> _Extrait fourni_
========================================================================
Par un mémoire, enregistré le 8 juillet 2022, le ministre de l'économie, des finances et de la souveraineté industrielle et numérique conclut au rejet de la requête.

Il soutient que les moyens de la requête ne sont pas fondés.

Par ordonnance du 20 juillet 2022, la clôture d'instruction a été fixée au 10 août 2022.

Vu les autres pièces du dossier.

Vu :

- la convention européenne de sauvegarde des droits de l'homme et des libertés fondamentales ;

- la convention signée le 9 septembre 1966 entre la République française et la Confédération suisse en vue d'éviter les doubles impositions en matière d'impôts sur le revenu et sur la fortune ;

- le traité sur le fonctionnement de l'Union européenne ;

- la charte des droits fondamentaux de l'Union européenne ;

- la directive 95/46/CE du 24 octobre 1995 ;

- la directive 2002/58/CE du 12 juillet 2002 ;

- le code général des impôts et le livre des procédures fiscales ;

- le code de justice administrative.

Les parties ont été régulièrement averties du jour de l'audience.

Ont été entendus au cours de l'audience publique :

- le rapport de Mme E...,

- et les conclusions de Mme Cherrier, rapporteure publique.
========================================================================
> _Section des données_

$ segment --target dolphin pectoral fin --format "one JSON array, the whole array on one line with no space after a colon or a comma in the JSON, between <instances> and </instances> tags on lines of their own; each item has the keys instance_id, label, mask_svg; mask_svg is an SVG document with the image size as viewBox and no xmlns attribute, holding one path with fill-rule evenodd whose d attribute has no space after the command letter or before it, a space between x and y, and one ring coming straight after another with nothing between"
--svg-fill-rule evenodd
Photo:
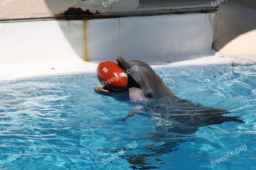
<instances>
[{"instance_id":1,"label":"dolphin pectoral fin","mask_svg":"<svg viewBox=\"0 0 256 170\"><path fill-rule=\"evenodd\" d=\"M121 122L124 122L126 120L125 119L125 118L127 118L128 117L132 117L134 116L134 115L136 115L138 113L135 112L132 112L131 113L130 113L129 114L127 115L127 116L126 116L125 117L124 117L124 118L121 118L121 119L116 119L116 121L120 121Z\"/></svg>"},{"instance_id":2,"label":"dolphin pectoral fin","mask_svg":"<svg viewBox=\"0 0 256 170\"><path fill-rule=\"evenodd\" d=\"M101 95L115 98L120 100L130 100L129 90L128 90L116 92L105 89L102 87L95 86L94 87L94 91Z\"/></svg>"}]
</instances>

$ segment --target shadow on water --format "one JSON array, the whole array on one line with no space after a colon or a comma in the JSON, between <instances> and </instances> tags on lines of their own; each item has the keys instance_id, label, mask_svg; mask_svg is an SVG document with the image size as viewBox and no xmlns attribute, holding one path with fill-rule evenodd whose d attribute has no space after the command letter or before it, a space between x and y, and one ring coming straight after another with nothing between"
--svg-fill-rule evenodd
<instances>
[{"instance_id":1,"label":"shadow on water","mask_svg":"<svg viewBox=\"0 0 256 170\"><path fill-rule=\"evenodd\" d=\"M173 148L180 143L188 141L189 135L199 130L199 128L226 122L244 122L238 119L239 117L237 116L223 115L230 113L227 110L204 107L178 98L147 101L142 105L143 111L150 114L151 120L157 120L157 122L152 127L154 132L147 134L148 137L146 139L151 141L152 143L144 146L143 148L147 153L152 153L121 156L133 165L130 166L133 169L160 167L147 163L149 157L157 156L178 149ZM140 114L139 112L138 114ZM124 121L127 119L129 117L122 120ZM162 144L158 144L159 143ZM156 157L154 159L160 163L164 164Z\"/></svg>"}]
</instances>

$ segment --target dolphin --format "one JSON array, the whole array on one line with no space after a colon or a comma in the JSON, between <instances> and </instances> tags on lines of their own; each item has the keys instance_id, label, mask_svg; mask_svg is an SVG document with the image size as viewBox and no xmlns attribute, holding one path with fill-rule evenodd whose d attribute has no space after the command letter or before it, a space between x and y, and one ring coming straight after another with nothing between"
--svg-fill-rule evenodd
<instances>
[{"instance_id":1,"label":"dolphin","mask_svg":"<svg viewBox=\"0 0 256 170\"><path fill-rule=\"evenodd\" d=\"M116 61L119 67L127 74L127 87L123 91L116 92L96 86L94 88L96 92L122 100L155 100L169 97L177 97L161 78L146 63L138 60L127 62L121 57L117 58ZM135 66L138 68L137 71L131 71L131 68Z\"/></svg>"},{"instance_id":2,"label":"dolphin","mask_svg":"<svg viewBox=\"0 0 256 170\"><path fill-rule=\"evenodd\" d=\"M130 117L140 114L149 117L149 121L158 121L156 125L152 127L153 131L145 134L147 136L133 139L152 141L152 144L143 147L142 153L134 151L137 153L121 156L132 164L130 167L132 169L161 167L147 162L149 158L154 158L156 161L164 164L156 157L177 150L179 148L175 147L180 144L194 139L192 134L200 127L228 122L244 122L238 116L223 115L230 113L228 110L205 107L179 99L152 68L144 63L137 60L127 62L121 57L118 58L116 61L119 67L128 75L127 87L123 91L115 92L96 86L95 91L119 100L144 101L137 106L139 109L130 111L131 113L127 116L117 120L123 122ZM138 68L138 71L128 71L135 66Z\"/></svg>"}]
</instances>

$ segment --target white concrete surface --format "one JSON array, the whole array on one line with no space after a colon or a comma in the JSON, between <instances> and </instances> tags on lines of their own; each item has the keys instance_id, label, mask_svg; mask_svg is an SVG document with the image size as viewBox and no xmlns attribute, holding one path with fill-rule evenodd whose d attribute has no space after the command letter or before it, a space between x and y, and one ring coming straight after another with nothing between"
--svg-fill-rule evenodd
<instances>
[{"instance_id":1,"label":"white concrete surface","mask_svg":"<svg viewBox=\"0 0 256 170\"><path fill-rule=\"evenodd\" d=\"M152 65L223 61L211 49L214 16L1 23L0 79L94 70L100 62L85 61L119 56Z\"/></svg>"}]
</instances>

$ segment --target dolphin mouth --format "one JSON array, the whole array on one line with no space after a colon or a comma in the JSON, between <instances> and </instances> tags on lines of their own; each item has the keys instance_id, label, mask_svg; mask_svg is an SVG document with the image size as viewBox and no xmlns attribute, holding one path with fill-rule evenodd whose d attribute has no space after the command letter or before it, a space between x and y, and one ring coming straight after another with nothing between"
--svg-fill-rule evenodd
<instances>
[{"instance_id":1,"label":"dolphin mouth","mask_svg":"<svg viewBox=\"0 0 256 170\"><path fill-rule=\"evenodd\" d=\"M107 89L105 87L95 86L94 87L94 90L96 92L101 94L107 94L110 93L115 92L115 91Z\"/></svg>"}]
</instances>

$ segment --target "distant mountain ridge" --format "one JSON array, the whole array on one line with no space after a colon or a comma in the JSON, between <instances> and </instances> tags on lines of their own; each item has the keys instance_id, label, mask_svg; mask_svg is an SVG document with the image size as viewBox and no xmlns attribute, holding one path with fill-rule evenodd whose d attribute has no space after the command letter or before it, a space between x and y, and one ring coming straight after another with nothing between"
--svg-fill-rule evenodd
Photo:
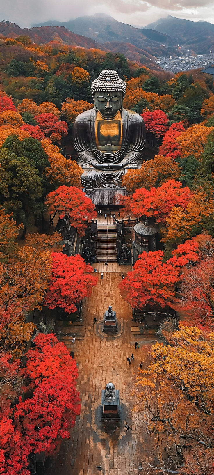
<instances>
[{"instance_id":1,"label":"distant mountain ridge","mask_svg":"<svg viewBox=\"0 0 214 475\"><path fill-rule=\"evenodd\" d=\"M179 46L185 46L198 54L214 51L214 25L208 21L192 21L169 15L146 28L165 35L171 35L173 32Z\"/></svg>"},{"instance_id":2,"label":"distant mountain ridge","mask_svg":"<svg viewBox=\"0 0 214 475\"><path fill-rule=\"evenodd\" d=\"M16 23L9 21L0 21L0 35L10 38L15 38L22 35L29 36L30 39L38 44L59 41L71 46L81 46L84 48L102 48L97 41L91 38L76 35L64 27L45 26L42 28L20 28Z\"/></svg>"},{"instance_id":3,"label":"distant mountain ridge","mask_svg":"<svg viewBox=\"0 0 214 475\"><path fill-rule=\"evenodd\" d=\"M176 40L167 35L153 29L149 31L146 29L144 31L142 28L135 28L104 14L79 17L74 20L61 23L57 21L47 21L37 26L41 27L46 25L60 25L78 35L84 31L86 36L101 44L115 41L118 43L128 43L154 57L170 55L173 47L176 45Z\"/></svg>"},{"instance_id":4,"label":"distant mountain ridge","mask_svg":"<svg viewBox=\"0 0 214 475\"><path fill-rule=\"evenodd\" d=\"M76 34L85 35L102 44L127 43L154 57L169 56L182 45L197 54L214 50L214 25L208 22L192 21L168 15L144 28L117 21L104 14L79 17L69 21L47 21L45 25L64 26Z\"/></svg>"}]
</instances>

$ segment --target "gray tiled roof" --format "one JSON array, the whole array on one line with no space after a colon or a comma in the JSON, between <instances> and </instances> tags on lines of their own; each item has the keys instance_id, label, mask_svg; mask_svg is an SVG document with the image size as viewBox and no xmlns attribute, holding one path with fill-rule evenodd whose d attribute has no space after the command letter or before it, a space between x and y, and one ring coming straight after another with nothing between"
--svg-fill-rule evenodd
<instances>
[{"instance_id":1,"label":"gray tiled roof","mask_svg":"<svg viewBox=\"0 0 214 475\"><path fill-rule=\"evenodd\" d=\"M95 189L93 191L87 191L86 196L90 198L94 205L120 205L121 197L126 196L126 188L115 188L112 190Z\"/></svg>"},{"instance_id":2,"label":"gray tiled roof","mask_svg":"<svg viewBox=\"0 0 214 475\"><path fill-rule=\"evenodd\" d=\"M202 73L206 73L206 74L212 74L214 76L214 67L213 66L208 66L205 69L202 69Z\"/></svg>"},{"instance_id":3,"label":"gray tiled roof","mask_svg":"<svg viewBox=\"0 0 214 475\"><path fill-rule=\"evenodd\" d=\"M138 234L144 236L152 236L152 234L156 234L158 232L157 228L155 228L154 226L152 226L150 224L145 225L142 221L136 224L134 229Z\"/></svg>"}]
</instances>

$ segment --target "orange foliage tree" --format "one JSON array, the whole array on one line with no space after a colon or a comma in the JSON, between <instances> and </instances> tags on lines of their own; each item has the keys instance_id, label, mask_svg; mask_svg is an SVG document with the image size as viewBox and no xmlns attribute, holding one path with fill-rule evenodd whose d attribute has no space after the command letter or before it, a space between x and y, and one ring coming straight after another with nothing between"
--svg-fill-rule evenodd
<instances>
[{"instance_id":1,"label":"orange foliage tree","mask_svg":"<svg viewBox=\"0 0 214 475\"><path fill-rule=\"evenodd\" d=\"M21 104L17 107L17 112L22 114L23 112L29 112L34 116L37 114L38 106L32 99L23 99Z\"/></svg>"},{"instance_id":2,"label":"orange foliage tree","mask_svg":"<svg viewBox=\"0 0 214 475\"><path fill-rule=\"evenodd\" d=\"M79 66L74 67L71 76L72 82L78 87L81 87L84 83L88 82L90 79L89 73Z\"/></svg>"},{"instance_id":3,"label":"orange foliage tree","mask_svg":"<svg viewBox=\"0 0 214 475\"><path fill-rule=\"evenodd\" d=\"M12 100L12 97L7 95L3 91L0 91L0 113L3 111L14 111L16 109Z\"/></svg>"},{"instance_id":4,"label":"orange foliage tree","mask_svg":"<svg viewBox=\"0 0 214 475\"><path fill-rule=\"evenodd\" d=\"M174 160L177 157L180 157L181 148L177 138L185 130L182 122L172 124L164 135L162 143L159 148L159 154L171 157Z\"/></svg>"},{"instance_id":5,"label":"orange foliage tree","mask_svg":"<svg viewBox=\"0 0 214 475\"><path fill-rule=\"evenodd\" d=\"M177 180L180 175L178 165L170 157L156 155L152 160L143 162L141 168L128 170L122 179L122 186L126 187L130 193L134 193L140 188L150 190L169 180Z\"/></svg>"},{"instance_id":6,"label":"orange foliage tree","mask_svg":"<svg viewBox=\"0 0 214 475\"><path fill-rule=\"evenodd\" d=\"M200 159L207 143L208 136L214 130L213 127L208 127L198 124L189 127L177 137L176 140L181 148L181 158L193 155L195 158Z\"/></svg>"},{"instance_id":7,"label":"orange foliage tree","mask_svg":"<svg viewBox=\"0 0 214 475\"><path fill-rule=\"evenodd\" d=\"M214 219L213 192L200 190L190 197L185 207L179 205L172 208L166 218L166 234L162 241L181 243L202 232L204 228L209 229Z\"/></svg>"},{"instance_id":8,"label":"orange foliage tree","mask_svg":"<svg viewBox=\"0 0 214 475\"><path fill-rule=\"evenodd\" d=\"M149 352L150 364L138 373L134 410L149 435L155 435L149 437L154 449L159 447L161 471L208 475L213 468L214 334L180 325L167 337L170 344L157 342ZM152 461L150 465L154 466Z\"/></svg>"},{"instance_id":9,"label":"orange foliage tree","mask_svg":"<svg viewBox=\"0 0 214 475\"><path fill-rule=\"evenodd\" d=\"M0 125L19 127L24 124L21 115L14 111L3 111L0 114Z\"/></svg>"},{"instance_id":10,"label":"orange foliage tree","mask_svg":"<svg viewBox=\"0 0 214 475\"><path fill-rule=\"evenodd\" d=\"M68 218L80 236L84 236L87 221L97 215L91 200L75 186L59 186L47 195L45 204L50 214L58 211L61 219Z\"/></svg>"},{"instance_id":11,"label":"orange foliage tree","mask_svg":"<svg viewBox=\"0 0 214 475\"><path fill-rule=\"evenodd\" d=\"M53 102L48 102L47 101L45 102L42 102L42 104L38 106L36 114L34 115L39 115L40 114L50 114L56 115L57 119L59 119L61 115L60 111L55 105L55 104L53 104Z\"/></svg>"},{"instance_id":12,"label":"orange foliage tree","mask_svg":"<svg viewBox=\"0 0 214 475\"><path fill-rule=\"evenodd\" d=\"M17 135L19 140L24 140L24 139L30 136L29 133L27 130L22 130L21 127L7 127L4 125L0 126L0 147L3 145L6 139L9 135Z\"/></svg>"},{"instance_id":13,"label":"orange foliage tree","mask_svg":"<svg viewBox=\"0 0 214 475\"><path fill-rule=\"evenodd\" d=\"M168 129L168 119L165 112L156 110L141 114L147 132L152 132L156 137L163 137Z\"/></svg>"},{"instance_id":14,"label":"orange foliage tree","mask_svg":"<svg viewBox=\"0 0 214 475\"><path fill-rule=\"evenodd\" d=\"M12 213L8 214L0 208L0 261L7 260L15 252L15 240L19 229L23 227L21 224L16 226L13 216Z\"/></svg>"},{"instance_id":15,"label":"orange foliage tree","mask_svg":"<svg viewBox=\"0 0 214 475\"><path fill-rule=\"evenodd\" d=\"M67 135L68 126L66 122L58 120L53 114L42 114L35 115L41 130L53 142L60 142L62 137Z\"/></svg>"},{"instance_id":16,"label":"orange foliage tree","mask_svg":"<svg viewBox=\"0 0 214 475\"><path fill-rule=\"evenodd\" d=\"M24 130L28 132L30 137L32 137L33 139L41 140L42 139L45 138L45 134L42 132L38 125L34 126L34 125L25 124L25 125L21 126L20 129L21 130Z\"/></svg>"},{"instance_id":17,"label":"orange foliage tree","mask_svg":"<svg viewBox=\"0 0 214 475\"><path fill-rule=\"evenodd\" d=\"M158 188L137 190L130 200L130 207L138 216L152 217L157 223L166 224L173 207L182 206L185 209L191 198L188 187L183 188L180 182L171 180Z\"/></svg>"},{"instance_id":18,"label":"orange foliage tree","mask_svg":"<svg viewBox=\"0 0 214 475\"><path fill-rule=\"evenodd\" d=\"M50 165L46 168L45 176L55 187L60 185L81 188L80 177L83 169L75 160L66 160L60 153L56 145L49 143L47 139L42 140L42 146L48 157Z\"/></svg>"},{"instance_id":19,"label":"orange foliage tree","mask_svg":"<svg viewBox=\"0 0 214 475\"><path fill-rule=\"evenodd\" d=\"M50 253L27 246L0 264L0 322L1 320L3 326L9 314L10 318L19 315L21 319L30 310L39 308L51 273Z\"/></svg>"},{"instance_id":20,"label":"orange foliage tree","mask_svg":"<svg viewBox=\"0 0 214 475\"><path fill-rule=\"evenodd\" d=\"M205 99L202 104L201 111L202 115L209 117L214 114L214 95L211 95L209 99Z\"/></svg>"},{"instance_id":21,"label":"orange foliage tree","mask_svg":"<svg viewBox=\"0 0 214 475\"><path fill-rule=\"evenodd\" d=\"M86 101L74 101L72 97L68 97L62 104L61 112L68 122L74 122L79 114L85 111L88 111L93 107L93 104L90 104Z\"/></svg>"},{"instance_id":22,"label":"orange foliage tree","mask_svg":"<svg viewBox=\"0 0 214 475\"><path fill-rule=\"evenodd\" d=\"M175 302L179 270L163 262L163 257L162 251L144 251L119 284L121 296L132 308L142 309L147 304L164 307Z\"/></svg>"},{"instance_id":23,"label":"orange foliage tree","mask_svg":"<svg viewBox=\"0 0 214 475\"><path fill-rule=\"evenodd\" d=\"M52 252L52 275L45 304L49 308L64 308L68 314L77 310L76 304L90 297L97 277L89 264L79 255L69 256Z\"/></svg>"}]
</instances>

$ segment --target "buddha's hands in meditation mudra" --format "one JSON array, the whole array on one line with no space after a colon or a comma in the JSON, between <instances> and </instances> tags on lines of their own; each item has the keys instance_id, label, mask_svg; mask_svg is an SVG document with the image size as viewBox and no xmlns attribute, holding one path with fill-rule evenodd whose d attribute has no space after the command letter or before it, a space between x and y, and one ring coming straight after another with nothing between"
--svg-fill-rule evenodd
<instances>
[{"instance_id":1,"label":"buddha's hands in meditation mudra","mask_svg":"<svg viewBox=\"0 0 214 475\"><path fill-rule=\"evenodd\" d=\"M93 163L93 166L94 168L96 168L98 170L104 170L105 171L112 170L119 170L121 168L127 169L136 169L138 168L137 163L129 163L124 167L123 163ZM84 163L82 165L84 170L92 168L92 165L87 163Z\"/></svg>"},{"instance_id":2,"label":"buddha's hands in meditation mudra","mask_svg":"<svg viewBox=\"0 0 214 475\"><path fill-rule=\"evenodd\" d=\"M74 121L74 146L84 170L81 183L88 189L121 186L127 169L140 167L145 124L138 114L123 110L125 91L126 83L116 71L102 71L92 85L94 109Z\"/></svg>"}]
</instances>

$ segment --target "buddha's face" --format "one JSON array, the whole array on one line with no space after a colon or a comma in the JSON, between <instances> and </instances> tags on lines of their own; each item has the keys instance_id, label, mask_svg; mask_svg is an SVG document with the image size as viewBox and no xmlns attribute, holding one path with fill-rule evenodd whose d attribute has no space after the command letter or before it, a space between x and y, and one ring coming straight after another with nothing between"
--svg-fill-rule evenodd
<instances>
[{"instance_id":1,"label":"buddha's face","mask_svg":"<svg viewBox=\"0 0 214 475\"><path fill-rule=\"evenodd\" d=\"M122 105L123 100L121 91L96 91L94 94L95 107L106 117L113 117Z\"/></svg>"}]
</instances>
========================================================================
> _Détails de l'exercice_
Recopiez l'extrait de « - le code général » à « jour de l'audience. » en remplaçant « régulièrement » par « dûment ». Les données n'ont aucun rôle dans cet exercice.

> _La solution_
- le code général des impôts et le livre des procédures fiscales ;

- le code de justice administrative.

Les parties ont été dûment averties du jour de l'audience.